▶ [Work to do]
a) In the calculus thread, list the label of every answer that mentions the fundamental theorem of calculus, either by its full name or as FTC.
b) Carry on the calculus thread from its final post by writing the next reply.

--- START Excerpted passage ---

Question

Definite Integral question in comment

Answer 1

Given \[f(x) = \int\limits_{0}^{x} \frac{ t^2-49 }{1+\cos^2(x) }\]
At what value of x does the local max of f(x) occur?

Answer 2

forgot the dt at the end.

Answer 3

Is that supposed to \(\cos^2t\) in the denominator?

Answer 4

yes sorry

Answer 5

Recall the fundamental theorem of calc:
\[\frac{d}{dx}\int_c^{f(x)}g(t)\,\mathrm{d}t=g(f(x))\times \frac{d}{dx}[f(x)]\]

Answer 6

i suppose you start with applying f'(x)= integrant in terms of x

Answer 7

yeah the first part of the FTC

Answer 8

i basically told what you need "f'(x)= integrant in terms of x"

Answer 9

integrant is what's inside the intergral

Answer 10

So I would use the first part of FTC to solve this? Would I be able to break down the quotient further to apply the integral?

Answer 11

why you want to break it down?
you need to find critical values so set f'=0
if you do denominator can never be zero, so you are only concerned with top expression

Answer 12

do you know what to do?

Answer 13

I think so, but thanks for the help!

Answer 14

ok, no problem

Answer 15

recall max occurs if f' changes from positive to negative

Answer 16

Actually, how do you evaluate \[\int\limits_{}^{} \frac{ t^2-49 }{ 1+\cos^2t } dt\]? I do not understand the notation of the given FTC.

Answer 17

\[f'(x)=\frac{x^2-49}{1+\cos^2x}\]
we set \[f'(x)=0 ~~\Longrightarrow x^2-49=0\]

Answer 18

you don't need to evaluate the integral for now

Answer 19

so critical points occur at x=7 and x=-7 correct?

--- END Excerpted passage ---
--- START Provided material ---

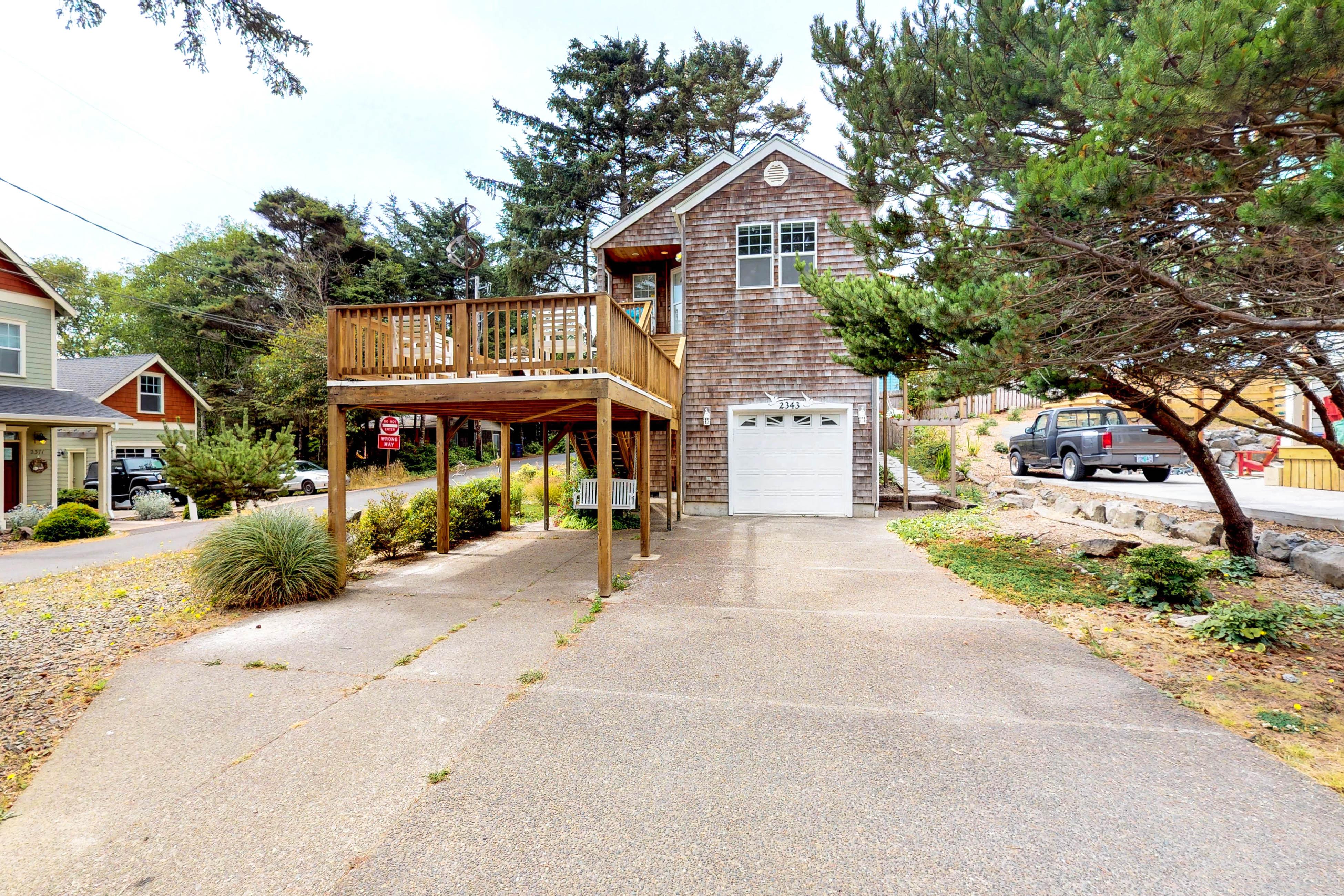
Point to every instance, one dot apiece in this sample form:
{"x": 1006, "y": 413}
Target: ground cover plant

--- END Provided material ---

▶ [Task-by-task results]
a) Answer 5, Answer 7, Answer 10, Answer 16

b)
Answer 20

Wait, so the derivative of f(x) is the integrant? Yes, I worked it out and the max occurs at -7.

Answer 21

yes in terms of x. your integral has a different parameter if you realize
fundamental theorem of calculus part I
\(\color{blue}{\text{Originally Posted by}}\) @SithsAndGiggles
Recall the fundamental theorem of calc:
\[\frac{d}{dx}\int_c^{f(x)}g(t)\,\mathrm{d}t=g(f(x))\times \frac{d}{dx}[f(x)]\]
\(\color{blue}{\text{End of Quote}}\)

Answer 22

in your case the function f(x) is not composite of two or more functions
so you don't need chain rule

Answer 23

Ohhh, I understand now! Thanks for the help again!

Answer 24

so you said you found max, how did you do it?

Answer 25

I plugged in the values, x = 7 and x = -7 into the derivative.

Answer 26

in the derivative? but that will give you f'=0 ?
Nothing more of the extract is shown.